[Point localization data]

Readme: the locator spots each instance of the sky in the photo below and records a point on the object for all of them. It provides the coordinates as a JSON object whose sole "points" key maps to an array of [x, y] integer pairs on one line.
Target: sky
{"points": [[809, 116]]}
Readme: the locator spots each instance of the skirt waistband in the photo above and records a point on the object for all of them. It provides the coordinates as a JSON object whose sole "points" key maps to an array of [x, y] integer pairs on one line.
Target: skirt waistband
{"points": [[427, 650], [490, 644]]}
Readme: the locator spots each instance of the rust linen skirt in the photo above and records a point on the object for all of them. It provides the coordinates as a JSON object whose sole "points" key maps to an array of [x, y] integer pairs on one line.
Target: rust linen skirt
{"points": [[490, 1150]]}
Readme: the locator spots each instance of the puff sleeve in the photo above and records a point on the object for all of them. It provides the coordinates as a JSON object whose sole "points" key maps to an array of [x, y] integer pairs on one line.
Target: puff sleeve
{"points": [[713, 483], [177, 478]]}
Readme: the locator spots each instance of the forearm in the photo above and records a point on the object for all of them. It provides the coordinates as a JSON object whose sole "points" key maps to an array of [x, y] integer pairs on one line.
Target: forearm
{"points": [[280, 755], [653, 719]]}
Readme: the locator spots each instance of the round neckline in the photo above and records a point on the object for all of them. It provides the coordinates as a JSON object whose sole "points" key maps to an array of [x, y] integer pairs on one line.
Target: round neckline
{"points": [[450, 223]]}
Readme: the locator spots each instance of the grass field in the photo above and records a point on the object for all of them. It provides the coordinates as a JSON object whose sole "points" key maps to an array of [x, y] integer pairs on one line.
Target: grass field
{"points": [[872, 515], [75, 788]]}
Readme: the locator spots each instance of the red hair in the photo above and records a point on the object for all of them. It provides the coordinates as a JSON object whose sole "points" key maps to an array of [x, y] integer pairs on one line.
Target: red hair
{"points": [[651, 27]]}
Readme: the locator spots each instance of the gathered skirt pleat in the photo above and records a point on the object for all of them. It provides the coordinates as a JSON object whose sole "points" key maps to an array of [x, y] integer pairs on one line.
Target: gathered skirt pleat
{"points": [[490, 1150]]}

— Activity —
Transcribe all the entries, keeping each one exactly as it is.

— Solution —
Readme: the locator spots each instance of the sky in the photo below and records a point on the object for all of them. It provides the coordinates as a JSON object whose sole "points" key maps to an array of [x, y] integer pairs on one line.
Target: sky
{"points": [[809, 116]]}
Readme: the locator spots each instance of the skirt waistband in the photo above and records a point on the object for all of them. It provides the coordinates as a JSON object whose sole "points" key maps to an array of [x, y] integer pairs on one line.
Target: skirt waistband
{"points": [[427, 650], [490, 644]]}
Readme: the locator spots each instance of the rust linen skirt in the photo above and records a point on the object for all of them. It provides the coordinates as a JSON object whose sole "points" key maps to an array of [x, y] integer pairs on one line.
Target: rust linen skirt
{"points": [[490, 1150]]}
Readme: the locator spots each instance of the puff sleeve in the photo above and records a point on the object for all of them. It provides the coordinates as a JSON object whose sole "points" key maps to an array of [x, y] integer pairs on one line.
Target: puff sleeve
{"points": [[713, 483], [177, 478]]}
Readme: the locator spots each instance of the forearm in the photo above and records a point on the object for all of them. It provides the coordinates as a JSON object whose sole "points" key maps to an array of [x, y] integer pairs on one line.
Target: forearm
{"points": [[280, 755], [653, 719]]}
Readme: the locator spots each instance of the round neckline in the photo above and records a point on the object for all of them. It provides the coordinates as a JSON object whose sole "points" key maps to an array of [x, y] integer pairs on one line.
Target: round neckline
{"points": [[450, 223]]}
Readme: the locator spots each instance of the grass field in the photo above and records a point on the object for all of them. It provides the coordinates as a JSON object whose sole "points" key maps to an array of [x, y] integer pairs on one line.
Target: grass field
{"points": [[872, 515], [75, 788]]}
Readme: the locator spots each instance of the red hair in the photo above and records a point on the object for all of them. It provides the coordinates as a JSON object whose sole "points" key maps to an array of [x, y] integer pairs on one line.
Target: red hair
{"points": [[651, 27]]}
Readme: the locator spots each instance of the gathered skirt pleat in the photo above and records a point on the object for all of them. It provides the coordinates as a JSON object whose sole "points" key maps to an array of [x, y] integer pairs on one line.
Target: gathered skirt pleat
{"points": [[490, 1150]]}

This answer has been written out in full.